[Dataset records]
★ ★ ★

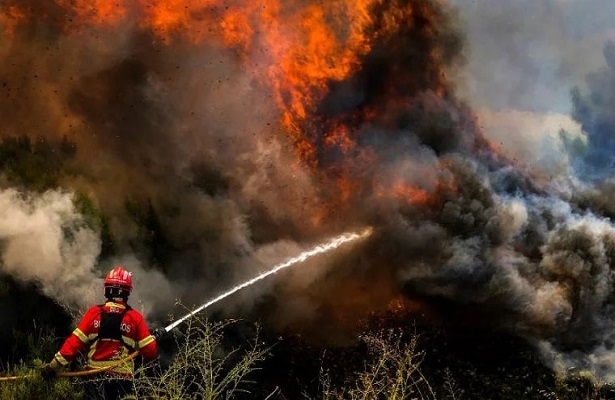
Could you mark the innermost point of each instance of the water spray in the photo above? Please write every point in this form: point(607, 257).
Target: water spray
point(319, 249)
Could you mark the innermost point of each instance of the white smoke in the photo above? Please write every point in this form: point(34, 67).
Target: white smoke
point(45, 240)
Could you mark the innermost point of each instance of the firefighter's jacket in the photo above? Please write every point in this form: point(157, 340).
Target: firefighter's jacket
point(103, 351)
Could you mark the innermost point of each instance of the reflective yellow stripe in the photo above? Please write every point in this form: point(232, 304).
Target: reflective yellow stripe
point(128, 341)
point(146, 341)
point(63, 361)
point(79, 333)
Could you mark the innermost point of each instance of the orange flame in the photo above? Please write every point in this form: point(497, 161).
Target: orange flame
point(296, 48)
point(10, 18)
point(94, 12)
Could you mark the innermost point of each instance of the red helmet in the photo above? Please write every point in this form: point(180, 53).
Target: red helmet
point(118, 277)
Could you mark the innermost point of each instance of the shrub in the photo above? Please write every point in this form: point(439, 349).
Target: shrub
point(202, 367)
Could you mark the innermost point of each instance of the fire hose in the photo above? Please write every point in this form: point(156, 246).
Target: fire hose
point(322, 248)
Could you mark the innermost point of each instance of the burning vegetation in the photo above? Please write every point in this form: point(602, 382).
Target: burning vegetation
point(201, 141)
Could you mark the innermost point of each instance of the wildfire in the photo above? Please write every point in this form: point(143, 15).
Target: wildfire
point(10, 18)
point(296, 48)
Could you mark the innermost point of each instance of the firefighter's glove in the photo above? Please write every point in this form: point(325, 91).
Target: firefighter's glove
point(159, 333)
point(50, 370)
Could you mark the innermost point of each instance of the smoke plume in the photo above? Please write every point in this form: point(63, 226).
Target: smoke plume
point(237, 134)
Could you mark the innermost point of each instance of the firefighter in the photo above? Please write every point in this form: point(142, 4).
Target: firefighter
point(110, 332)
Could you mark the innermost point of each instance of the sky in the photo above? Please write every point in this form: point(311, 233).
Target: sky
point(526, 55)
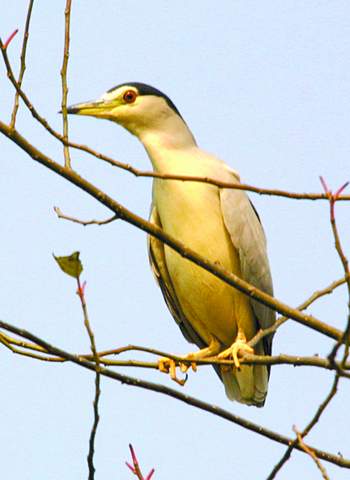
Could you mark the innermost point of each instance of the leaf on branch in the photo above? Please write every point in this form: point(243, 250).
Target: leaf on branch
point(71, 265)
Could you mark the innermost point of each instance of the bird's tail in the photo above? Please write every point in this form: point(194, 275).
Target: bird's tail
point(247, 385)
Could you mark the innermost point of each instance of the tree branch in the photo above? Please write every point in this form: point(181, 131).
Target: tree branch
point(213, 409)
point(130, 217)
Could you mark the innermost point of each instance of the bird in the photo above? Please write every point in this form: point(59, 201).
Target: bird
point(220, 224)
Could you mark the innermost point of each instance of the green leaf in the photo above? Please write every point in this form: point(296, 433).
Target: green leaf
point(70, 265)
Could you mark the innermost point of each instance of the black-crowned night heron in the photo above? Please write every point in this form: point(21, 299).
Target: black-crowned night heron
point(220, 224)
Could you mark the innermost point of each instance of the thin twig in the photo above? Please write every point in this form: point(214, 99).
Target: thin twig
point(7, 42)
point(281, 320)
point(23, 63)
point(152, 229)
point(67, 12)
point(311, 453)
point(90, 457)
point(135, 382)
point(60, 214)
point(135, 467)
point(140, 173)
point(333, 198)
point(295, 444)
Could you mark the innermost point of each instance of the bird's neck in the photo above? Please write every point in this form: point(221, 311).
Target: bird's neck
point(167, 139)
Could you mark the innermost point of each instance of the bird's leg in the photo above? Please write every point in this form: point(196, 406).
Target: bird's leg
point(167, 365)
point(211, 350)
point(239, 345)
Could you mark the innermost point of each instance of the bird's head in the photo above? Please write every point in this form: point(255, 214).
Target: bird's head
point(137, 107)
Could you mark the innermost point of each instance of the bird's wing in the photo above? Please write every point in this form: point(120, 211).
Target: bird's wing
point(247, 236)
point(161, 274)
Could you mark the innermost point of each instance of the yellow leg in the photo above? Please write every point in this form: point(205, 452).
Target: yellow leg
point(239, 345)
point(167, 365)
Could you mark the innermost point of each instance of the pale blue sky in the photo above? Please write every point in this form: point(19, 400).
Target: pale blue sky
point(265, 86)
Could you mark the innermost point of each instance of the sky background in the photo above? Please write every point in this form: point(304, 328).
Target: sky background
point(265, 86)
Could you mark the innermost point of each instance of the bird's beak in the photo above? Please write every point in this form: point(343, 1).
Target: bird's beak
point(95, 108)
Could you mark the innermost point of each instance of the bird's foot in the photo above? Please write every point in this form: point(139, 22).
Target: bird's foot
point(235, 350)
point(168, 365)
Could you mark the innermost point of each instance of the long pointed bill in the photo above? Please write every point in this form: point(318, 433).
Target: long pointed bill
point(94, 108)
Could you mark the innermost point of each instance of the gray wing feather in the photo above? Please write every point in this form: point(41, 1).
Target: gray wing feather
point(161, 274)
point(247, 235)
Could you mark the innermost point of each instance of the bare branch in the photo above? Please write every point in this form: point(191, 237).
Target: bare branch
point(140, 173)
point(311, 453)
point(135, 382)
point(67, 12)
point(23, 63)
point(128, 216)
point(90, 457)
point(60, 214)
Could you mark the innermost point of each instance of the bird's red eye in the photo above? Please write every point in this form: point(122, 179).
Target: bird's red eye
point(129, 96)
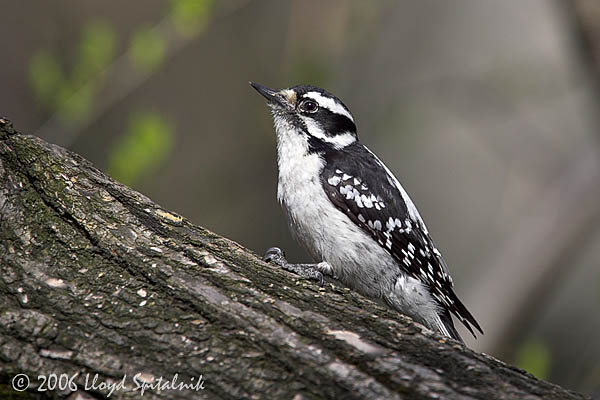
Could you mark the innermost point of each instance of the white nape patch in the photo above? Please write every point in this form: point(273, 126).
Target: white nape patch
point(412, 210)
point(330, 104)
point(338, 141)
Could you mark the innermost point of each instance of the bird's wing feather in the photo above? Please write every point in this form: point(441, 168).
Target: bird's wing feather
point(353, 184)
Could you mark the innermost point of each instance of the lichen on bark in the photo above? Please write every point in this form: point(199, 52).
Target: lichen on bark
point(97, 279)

★ ★ ★

[Work required]
Exactly the lines above from the one that contains "Target: smoke plume" down to the one that contains "form: point(243, 250)." are to be output, both ends kept and pictures omitted.

[Output for this exercise]
Target: smoke plume
point(237, 134)
Could you mark the innermost point of each instance of the firefighter in the photo above? Please write every point in this form: point(142, 4).
Target: firefighter
point(110, 332)
Could you mark the innermost point of each instance of the sky in the photo above? Please write every point in this form: point(311, 233).
Target: sky
point(526, 55)
Could you mark the innermost point of each instance of the leaf on branch in the photo above? Please write every point in this form: point(243, 250).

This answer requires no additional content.